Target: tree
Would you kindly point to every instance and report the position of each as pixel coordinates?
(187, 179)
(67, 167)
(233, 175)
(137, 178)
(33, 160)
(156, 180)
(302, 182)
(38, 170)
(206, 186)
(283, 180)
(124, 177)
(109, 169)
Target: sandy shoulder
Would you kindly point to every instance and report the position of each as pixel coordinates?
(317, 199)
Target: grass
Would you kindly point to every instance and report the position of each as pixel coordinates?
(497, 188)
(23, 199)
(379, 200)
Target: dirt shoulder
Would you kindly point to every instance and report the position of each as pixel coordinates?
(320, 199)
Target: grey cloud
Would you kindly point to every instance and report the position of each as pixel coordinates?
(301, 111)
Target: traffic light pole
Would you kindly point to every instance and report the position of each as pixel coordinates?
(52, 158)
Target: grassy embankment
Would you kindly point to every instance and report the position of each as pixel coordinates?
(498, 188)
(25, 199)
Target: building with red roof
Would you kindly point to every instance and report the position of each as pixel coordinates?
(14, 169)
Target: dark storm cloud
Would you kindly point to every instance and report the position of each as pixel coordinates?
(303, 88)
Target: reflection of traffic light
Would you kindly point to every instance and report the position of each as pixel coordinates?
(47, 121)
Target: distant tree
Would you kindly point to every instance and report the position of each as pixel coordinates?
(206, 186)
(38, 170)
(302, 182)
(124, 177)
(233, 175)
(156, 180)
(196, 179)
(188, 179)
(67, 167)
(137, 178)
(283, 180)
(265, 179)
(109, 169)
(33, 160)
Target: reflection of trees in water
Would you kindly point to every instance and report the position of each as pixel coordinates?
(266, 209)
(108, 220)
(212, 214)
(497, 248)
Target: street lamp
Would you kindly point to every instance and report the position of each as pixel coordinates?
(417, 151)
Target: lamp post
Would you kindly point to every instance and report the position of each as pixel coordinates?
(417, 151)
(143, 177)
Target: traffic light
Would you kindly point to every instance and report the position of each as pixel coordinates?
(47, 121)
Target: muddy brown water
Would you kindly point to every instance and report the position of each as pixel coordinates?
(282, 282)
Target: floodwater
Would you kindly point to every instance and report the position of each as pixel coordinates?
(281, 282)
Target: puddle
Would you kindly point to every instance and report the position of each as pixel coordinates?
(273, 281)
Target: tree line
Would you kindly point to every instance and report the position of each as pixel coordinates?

★ ★ ★ ★ ★

YOUR INSTRUCTIONS
Repeat, without change, each line of the data above from the one that contains "Target: street lamp" through the final line, counting both.

OUTPUT OF THE EXERCISE
Target: street lamp
Would you kindly point to every instance and report the position of each as pixel coordinates?
(417, 151)
Target: lamp post
Would you kindly point to every instance and report the position of each as pixel coordinates?
(417, 151)
(143, 177)
Target: traffic light
Would you kindly point to every instance and report the position of each as pixel coordinates?
(47, 121)
Target: muddy brown water
Would you kindly point to every instance and report the position of each as pixel coordinates?
(282, 282)
Target: floodwater
Would you kindly point to every instance and report the position of each as pixel coordinates?
(281, 282)
Target: puddle
Would you kindly point to every instance and report the position of each as pixel coordinates?
(273, 281)
Target: tree line
Would you kindly point to every instance and report the position of each as pixel coordinates?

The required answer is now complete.